▶ Completa lo siguiente:
(a) En la crónica sobre Chapadmalal, ¿contra qué proyecto era la marcha en la que se conocieron el autor y Dani Rubinstein?
(b) Según la crónica sobre Chapadmalal, ¿cómo explicaba Dani Rubinstein su capacidad de anticipar el momento de la represión policial? Responde en una a tres oraciones.
(c) Reescribe como lista breve el párrafo de la crónica sobre Chapadmalal que empieza con «Dani andaba siempre», conservando sus datos principales.

CHAPADMALAL NO CREE EN LÁGRIMAS

Por: Mariano Schuster

Una suerte de museo de piedra argentino basado en un derecho: el de “conocer el mar”. Peronismo, izquierdas, clases medias y Estado. La perspectiva de dos jóvenes que tenían en común la militancia en el comunismo, los veranos en la costa y una misma conclusión frente a los nueve hoteles de la Fundación Evita: “Aunque pongas la bandera roja, traigas a Fidel o hagas una revolución proletaria que reparta la tarjeta CABAL, este lugar va a tener siempre la impronta que le dio el peronismo”.

A Santiago Rodríguez Rey y Federico López

Porque estás vivo y al Sur
entre los muertos y el mar
y canta tu corazón

cuando quisiera llorar.

Alfredo Zitarrosa. “Poeta al Sur”

Dani Rubinstein era bajito, algo gordo, bastante canchero y tremendamente avispado. En esa época – y esa época es “a fines de los 90”- tenía una capacidad que yo creía única: podía avisar, diez o quince minutos antes, el momento en el que la policía iba a reprimir en una manifestación. Según él, no se trataba de videncia ni de conocimientos sobrenaturales, temas todos que rechazaba de plano. Dani decía haber hecho un cálculo promedio de las represiones en los últimos cinco años para deducir, más o menos, los momentos exactos en los que iban a empezar a caer gases lacrimógenos, balazos y cachiporrazos. Es muy probable que no siempre acertara y que, en realidad, se diera cuenta, como todos, de que había un ambiente más o menos espeso. Pero yo prefería tenerlo al lado.

Dani andaba siempre con una remera manchada, unas Topper viejas y una barba rulosa demasiado crecida. A la distancia me parece que era un pibe de 20 o 21 años que tenía una pinta rara, a medio camino entre Jorge Cafrune y Carlos Escudé. Pero esa barba solo delataba una judeidad que llevaba con orgullo por las calles de Villa Crespo, un barrio del que, según decía, quería escapar.

Nos habíamos conocido en una de esas marchas en las que él adivinaba el tiempo de la represión. Era contra el Área de Libre Comercio de las Américas, más conocido como ALCA. Hoy es un proyecto olvidado, pero, a fines de los 90 y principios de los 2000, todavía estaba muy en boga. Según los expertos, se trataba de un área de libre comercio que traería prosperidad y crecimiento económico. Pero para nosotros era, en realidad, parte del proyecto neoliberal de unos hijos de puta, un nuevo artilugio del imperialismo internacional para sojuzgar a los pobres pueblos del sur. Decíamos, a viva voz, que los trabajadores enterrarían ese proyecto norteamericano. Quizás porque no considerábamos que, en noviembre de 2005, lo enterraría un presidente peronista en un multitudinario acto en Mar del Plata. Menos todavía, imaginábamos que lo haría al lado de Maradona que, para esa Contracumbre de las Américas, se había ido con una remera con la cara de George Bush y la leyenda: “War Criminal”.

▶ Material:

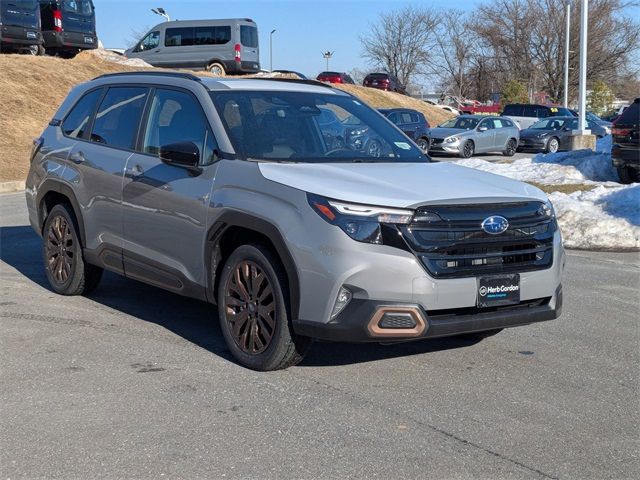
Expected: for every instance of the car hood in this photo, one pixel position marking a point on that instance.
(439, 132)
(401, 185)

▶ Respuestas del ejercicio:
(a) Contra el Área de Libre Comercio de las Américas, conocida como ALCA.

(b) Dani rechazaba que se tratara de videncia o de conocimientos sobrenaturales. Decía que había calculado un promedio de las represiones de los últimos cinco años para deducir, más o menos, cuándo empezarían a caer gases lacrimógenos, balazos y cachiporrazos.

(c)
- Vestía siempre una remera manchada y unas Topper viejas, y llevaba una barba rulosa demasiado crecida.
- Visto a la distancia, era un joven de 20 o 21 años con una pinta rara, entre Jorge Cafrune y Carlos Escudé.
- Su barba delataba una judeidad que llevaba con orgullo por Villa Crespo, un barrio del que decía querer escapar.